Items from a labeling collection:
↓↓↓
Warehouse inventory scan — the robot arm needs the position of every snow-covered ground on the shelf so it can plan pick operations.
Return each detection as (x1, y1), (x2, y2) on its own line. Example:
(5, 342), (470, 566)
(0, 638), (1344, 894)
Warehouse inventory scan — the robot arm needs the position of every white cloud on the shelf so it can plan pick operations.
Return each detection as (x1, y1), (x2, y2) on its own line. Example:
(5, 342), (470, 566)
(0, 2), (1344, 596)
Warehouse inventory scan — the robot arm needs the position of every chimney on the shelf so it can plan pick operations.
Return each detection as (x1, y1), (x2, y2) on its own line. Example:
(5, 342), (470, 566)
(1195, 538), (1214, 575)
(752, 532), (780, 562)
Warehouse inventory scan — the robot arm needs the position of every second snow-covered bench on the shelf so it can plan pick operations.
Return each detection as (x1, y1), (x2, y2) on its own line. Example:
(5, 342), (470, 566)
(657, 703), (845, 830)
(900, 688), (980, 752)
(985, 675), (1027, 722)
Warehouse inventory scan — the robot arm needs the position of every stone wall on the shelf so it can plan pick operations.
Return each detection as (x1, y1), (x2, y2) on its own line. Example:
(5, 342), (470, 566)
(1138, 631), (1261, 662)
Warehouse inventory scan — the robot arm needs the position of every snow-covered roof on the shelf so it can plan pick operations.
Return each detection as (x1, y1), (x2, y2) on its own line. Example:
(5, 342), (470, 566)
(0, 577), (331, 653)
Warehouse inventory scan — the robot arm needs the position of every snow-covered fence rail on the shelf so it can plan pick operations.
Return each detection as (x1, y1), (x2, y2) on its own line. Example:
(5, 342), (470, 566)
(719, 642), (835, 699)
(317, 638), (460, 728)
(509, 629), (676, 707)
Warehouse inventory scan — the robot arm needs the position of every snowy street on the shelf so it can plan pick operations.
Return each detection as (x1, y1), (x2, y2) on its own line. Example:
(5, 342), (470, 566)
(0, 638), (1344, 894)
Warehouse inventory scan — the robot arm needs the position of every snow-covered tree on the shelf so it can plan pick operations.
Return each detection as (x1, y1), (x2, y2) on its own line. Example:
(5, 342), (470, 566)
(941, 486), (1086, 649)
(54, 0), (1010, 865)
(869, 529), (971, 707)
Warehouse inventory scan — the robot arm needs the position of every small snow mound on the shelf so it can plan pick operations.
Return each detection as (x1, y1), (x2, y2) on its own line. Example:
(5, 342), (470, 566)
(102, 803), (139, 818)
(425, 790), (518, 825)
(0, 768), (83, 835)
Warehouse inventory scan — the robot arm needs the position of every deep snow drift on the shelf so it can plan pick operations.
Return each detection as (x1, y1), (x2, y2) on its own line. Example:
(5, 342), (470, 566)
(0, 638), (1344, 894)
↑↑↑
▶ _YOUR TASK_
Rewrite all of the items above, changing "robot arm" to "gripper" each time it occurs and leaving everything else the same.

▶ _COMPLETE OUTPUT_
Warehouse inventory scan — the gripper needs the position of every snow-covered ground on the shelf so it can plan pick operations.
Return each detection as (x1, y1), (x2, y2) on its own line. Example:
(5, 342), (470, 566)
(0, 638), (1344, 894)
Warehouse inventory scan — the gripper needs the position of every white cloud on the shelf so it can plan pick operations.
Return each detection as (x1, y1), (x2, y2) on its own line. Example:
(5, 342), (470, 566)
(0, 2), (1344, 596)
Warehouse inventory scan — the gripper needs the position of every chimney on the shelf so it can plan pick operations.
Return each detection as (x1, y1), (x2, y2) on its own line. Example:
(5, 342), (470, 566)
(1195, 538), (1214, 575)
(752, 532), (780, 562)
Warehouse inventory scan — the gripper needs the position of every second snow-covered bench on the shelf so it can plan pick operations.
Return each detection as (x1, y1), (x2, y2) on its own line. Example:
(5, 342), (470, 566)
(657, 703), (845, 830)
(900, 688), (980, 752)
(985, 675), (1027, 722)
Warehouse inventory scan — the gripper needs the position of every stone wall on the shelf so it can plan pick operations.
Return each detection as (x1, y1), (x2, y2) on its own line. Example:
(5, 342), (470, 566)
(1138, 631), (1261, 662)
Warehouse inventory scan — the gripper needs the position of every snow-covered roof on the shelf so it can plan pick operations.
Return each detection as (x1, y1), (x2, y2) on its own line. Example:
(5, 342), (470, 566)
(0, 577), (331, 653)
Warehouse inventory scan — the gripper needs the position of every snow-covered fence rail on the shelf so it can plan pick operations.
Return each detection as (x1, y1), (x2, y2) on its own line. Example:
(5, 342), (470, 566)
(719, 642), (835, 699)
(317, 638), (460, 728)
(509, 629), (676, 707)
Warehouse inventory scan — the gripper needs the position of every snowy street on the shelf so it can plan pick operations.
Return each detection as (x1, y1), (x2, y2) on its own line. Example:
(5, 342), (470, 566)
(0, 638), (1344, 894)
Warehouse inventory scan — the gripper needs the position of every snow-covered tree on the shelf so it can plan pick operations.
Return each detection as (x1, y1), (x2, y2) on its own line. Example:
(5, 342), (470, 566)
(941, 486), (1086, 649)
(54, 0), (1010, 865)
(869, 529), (971, 707)
Warehouse inventory scan — the gripper needs the position of every small snow mound on the shelf so it can plan pick operations.
Return each detection as (x1, y1), (x2, y2) on its own line. Example:
(5, 342), (470, 566)
(102, 803), (139, 818)
(425, 790), (518, 825)
(0, 768), (83, 835)
Warehouse inventory scan — the gripper needs the position of every deep snow drift on the shelf so it can plan pick operations.
Return each detection as (x1, y1), (x2, y2) on its own line. Example:
(5, 342), (470, 566)
(0, 638), (1344, 894)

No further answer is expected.